(Excerpts from point annotation data)
○ ○ ○

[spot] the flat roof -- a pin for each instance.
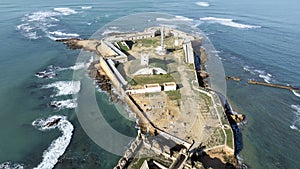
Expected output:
(151, 85)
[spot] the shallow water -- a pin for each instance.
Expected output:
(255, 39)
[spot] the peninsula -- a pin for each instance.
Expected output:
(161, 75)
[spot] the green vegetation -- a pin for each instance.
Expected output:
(132, 82)
(148, 79)
(158, 63)
(174, 95)
(229, 138)
(207, 99)
(139, 162)
(123, 47)
(149, 41)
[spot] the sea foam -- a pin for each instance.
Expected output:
(41, 24)
(176, 18)
(58, 146)
(65, 87)
(296, 121)
(9, 165)
(228, 22)
(204, 4)
(69, 104)
(267, 77)
(86, 7)
(65, 11)
(295, 93)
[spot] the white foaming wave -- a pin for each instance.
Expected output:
(37, 24)
(68, 104)
(55, 35)
(228, 22)
(58, 33)
(295, 93)
(41, 16)
(296, 122)
(176, 18)
(77, 66)
(109, 31)
(9, 165)
(58, 146)
(266, 78)
(65, 11)
(204, 4)
(65, 87)
(86, 7)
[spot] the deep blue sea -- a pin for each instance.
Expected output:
(255, 40)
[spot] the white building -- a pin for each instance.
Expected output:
(188, 52)
(169, 86)
(152, 88)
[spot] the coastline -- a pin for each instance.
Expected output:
(106, 79)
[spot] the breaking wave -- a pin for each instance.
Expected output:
(65, 11)
(267, 77)
(65, 87)
(68, 104)
(228, 22)
(58, 146)
(176, 18)
(55, 35)
(204, 4)
(48, 73)
(295, 93)
(86, 7)
(9, 165)
(44, 24)
(296, 122)
(52, 71)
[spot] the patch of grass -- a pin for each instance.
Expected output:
(149, 41)
(123, 47)
(229, 138)
(132, 82)
(174, 95)
(149, 79)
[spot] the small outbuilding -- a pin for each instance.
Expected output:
(168, 86)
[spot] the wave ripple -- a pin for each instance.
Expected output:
(58, 146)
(65, 87)
(228, 22)
(45, 24)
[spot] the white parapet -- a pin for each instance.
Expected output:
(169, 86)
(116, 72)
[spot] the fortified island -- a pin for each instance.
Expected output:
(161, 75)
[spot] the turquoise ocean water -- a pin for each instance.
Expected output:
(255, 40)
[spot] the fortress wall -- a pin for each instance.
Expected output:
(106, 51)
(116, 72)
(110, 74)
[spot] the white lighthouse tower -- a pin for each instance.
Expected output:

○ ○ ○

WHAT IS BEING ASKED
Copy everything from the line containing "[spot] the turquoise" down to the last of the lines above, requests included, and raise every coordinate value in the answers by 106.

RESULT FOR THIS EXERCISE
[spot] the turquoise ocean water -- a pin for each instance.
Expected output:
(361, 146)
[spot] the fortress wall -- a pin for each instance.
Expected output:
(212, 157)
(222, 178)
(216, 180)
[spot] the white lighthouse tower -- a pin for each instance.
Expected output:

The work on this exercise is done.